* [Brief]: Rewrite the stretch of items from the line containing "Locate each instance of the church" through the line containing "(1033, 318)" as a Markdown table with the columns Row and Line. Number each row, put one line per row, and leave out blank lines.

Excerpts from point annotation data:

+ + + +

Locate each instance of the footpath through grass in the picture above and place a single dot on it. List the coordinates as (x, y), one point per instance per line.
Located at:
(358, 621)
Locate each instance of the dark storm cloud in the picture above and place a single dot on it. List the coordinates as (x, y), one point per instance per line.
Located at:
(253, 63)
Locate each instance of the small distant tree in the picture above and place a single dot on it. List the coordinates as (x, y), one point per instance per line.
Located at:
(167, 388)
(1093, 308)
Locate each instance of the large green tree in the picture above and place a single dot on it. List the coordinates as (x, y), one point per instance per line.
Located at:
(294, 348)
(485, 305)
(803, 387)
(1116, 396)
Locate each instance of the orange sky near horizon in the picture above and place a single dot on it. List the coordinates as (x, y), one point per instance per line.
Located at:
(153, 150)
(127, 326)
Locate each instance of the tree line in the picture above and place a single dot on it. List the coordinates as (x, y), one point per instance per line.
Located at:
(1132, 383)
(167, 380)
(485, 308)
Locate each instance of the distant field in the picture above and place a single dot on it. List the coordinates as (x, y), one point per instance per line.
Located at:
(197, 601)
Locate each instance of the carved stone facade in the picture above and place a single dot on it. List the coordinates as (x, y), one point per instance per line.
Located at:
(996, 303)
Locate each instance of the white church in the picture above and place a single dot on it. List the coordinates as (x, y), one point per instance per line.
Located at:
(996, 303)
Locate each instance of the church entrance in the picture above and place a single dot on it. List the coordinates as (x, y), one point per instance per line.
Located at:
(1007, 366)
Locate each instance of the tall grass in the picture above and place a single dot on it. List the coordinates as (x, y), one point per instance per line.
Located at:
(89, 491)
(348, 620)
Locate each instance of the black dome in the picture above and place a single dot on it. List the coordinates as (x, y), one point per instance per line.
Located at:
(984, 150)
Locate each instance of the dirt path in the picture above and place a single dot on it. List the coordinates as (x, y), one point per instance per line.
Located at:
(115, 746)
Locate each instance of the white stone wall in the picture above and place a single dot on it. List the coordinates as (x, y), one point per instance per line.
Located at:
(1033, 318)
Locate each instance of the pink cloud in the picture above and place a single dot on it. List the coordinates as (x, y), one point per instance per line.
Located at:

+ + + +

* [Problem solution]:
| Row | Line |
|---|---|
| 1 | Locate each instance of the church entrance in the picture above and place a single dot on it. List the coordinates as (x, y), one point per instance per line. |
| 2 | Located at: |
| 3 | (1007, 366) |
| 4 | Locate each instance of the tall grass in the picture above and place a single dot on it. List the coordinates as (x, y), one point per instance per line. |
| 5 | Located at: |
| 6 | (89, 491) |
| 7 | (348, 620) |
| 8 | Locate each instance of the black dome in the picture above and place a single dot on it. List the coordinates as (x, y), one point per instance per line. |
| 9 | Located at: |
| 10 | (984, 150) |
| 11 | Locate each instance of the dirt path in the picture above and place a single dot on it. List the coordinates as (x, y), one point per instance per line. |
| 12 | Located at: |
| 13 | (115, 746) |
| 14 | Locate each instance of the white stone wall in the picture above and place a single dot on it. List the coordinates as (x, y), one point per instance per line. |
| 15 | Located at: |
| 16 | (1033, 318) |